_Quoted text_:
--------------------------------

One in the freedom of the Truth, One in the joy of paths untrod, One in the soul's perennial Youth, One in the larger thought of God.

Truly the human consciousness of fellowship with the Eternal, under whatever name, may well hush all words, still more hush argument and anathema. Possession, not recognition, is the only thing important; and if it is not recognized, the fault must surely be, in large part, our own. Given the one great experience, and before long kindred spirits will join in the "Universal Prayer" of Alexander Pope, himself a Mason:

Father of all! in every age, In every clime adored, By Saint, by Savage, and by Sage, Jehovah, Jove, or Lord !" (The Builders, 262-263.)

It remains to consider whether Buddhists and followers of Confucius are believers in God in such sense that they may be made Masons. As to the former, we have the weighty opinion of Albert Pike that Buddha was a "Masonic legislator"--that is that he gave laws in the spirit of Masonry. He says of the original followers of Buddha: "They recognized the existence of a single uncreated God, in whose bosom everything grows, is developed and transformed" (Morals and Dogma, 277.) Professor Rhys Davids, the chief authority in English upon Buddhism, indicates that this may be a matter of dispute. But the committee does not deem it necessary to go into this question, to which it is indeed scarcely competent. For if any Buddhists are to be initiated in International Lodge they will be required to profess belief in God at the outset, and as they will be men in whom our Brethren have confidence and will come well recommended, we may be assured that their professions will be sincere. The same point may be made with respect to the followers of Confucius. But the Rev. J. Legge, an unquestioned authority, tells us that while the teaching of Confucius "was hardly more than a mere secularism" his predecessors on whom he built made abundant reference to the Supreme Being and their writings contain "an exulting awful recognition of Him as the almighty personal ruler who orders the course of nature and providence." It seems clear that monotheists may follow the ethical teachings of Confucius, even if sceptics may do so likewise, and the former only will be elected to receive the mysteries of Freemasonry.

--------------------------------

_Required task A_: From the passage on Masonry and belief in God, extract the words from "One in the freedom" up to and including "(The Builders, 262-263.)", copying them without change.
_Required task B_: Condense the paragraph of the passage on Masonry and belief in God that begins "It remains to consider" into a bulleted list that keeps its main facts.

_Data extract_:
--------------------------------

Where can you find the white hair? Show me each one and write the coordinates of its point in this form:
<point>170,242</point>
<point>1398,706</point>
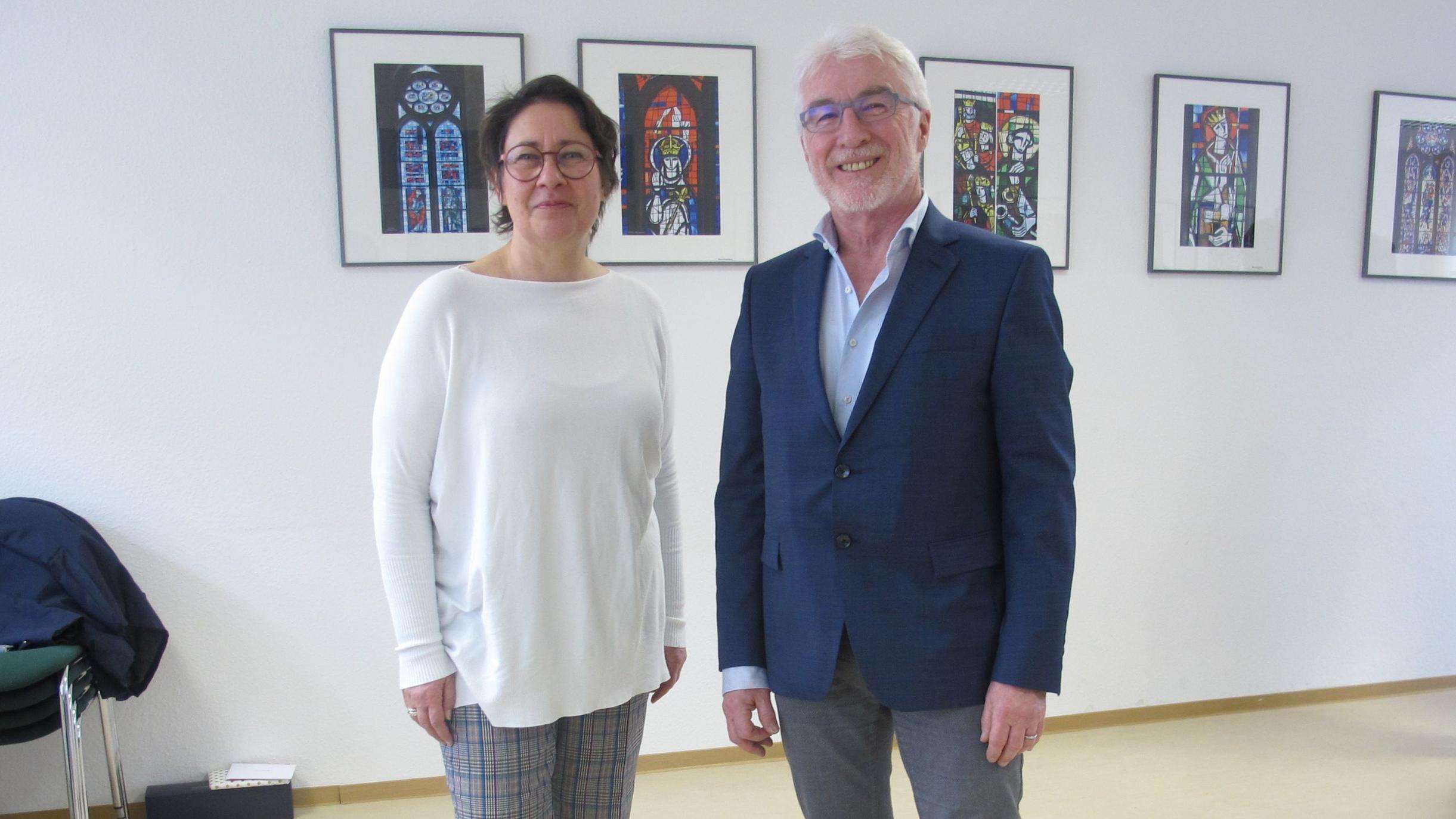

--------------------------------

_Written solution A_:
One in the freedom of the Truth, One in the joy of paths untrod, One in the soul's perennial Youth, One in the larger thought of God.

Truly the human consciousness of fellowship with the Eternal, under whatever name, may well hush all words, still more hush argument and anathema. Possession, not recognition, is the only thing important; and if it is not recognized, the fault must surely be, in large part, our own. Given the one great experience, and before long kindred spirits will join in the "Universal Prayer" of Alexander Pope, himself a Mason:

Father of all! in every age, In every clime adored, By Saint, by Savage, and by Sage, Jehovah, Jove, or Lord !" (The Builders, 262-263.)

_Written solution B_:
- The paragraph considers whether Buddhists and followers of Confucius believe in God in a sense that allows them to be made Masons.
- Albert Pike called Buddha a "Masonic legislator" and said his original followers recognized a single uncreated God (Morals and Dogma, 277).
- Professor Rhys Davids, the chief English authority on Buddhism, indicates that this may be disputed.
- The committee declines to decide the matter, calling itself scarcely competent. Any Buddhists initiated in International Lodge must profess belief in God at the outset. As well-recommended men trusted by the Brethren, they can be assumed to make sincere professions.
- The same point applies to followers of Confucius.
- The Rev. J. Legge says Confucius's teaching was "hardly more than a mere secularism." However, his predecessors referred abundantly to the Supreme Being as the almighty personal ruler of nature and providence.
- Both monotheists and sceptics may follow Confucius's ethical teachings, but only monotheists will be elected to receive the mysteries of Freemasonry.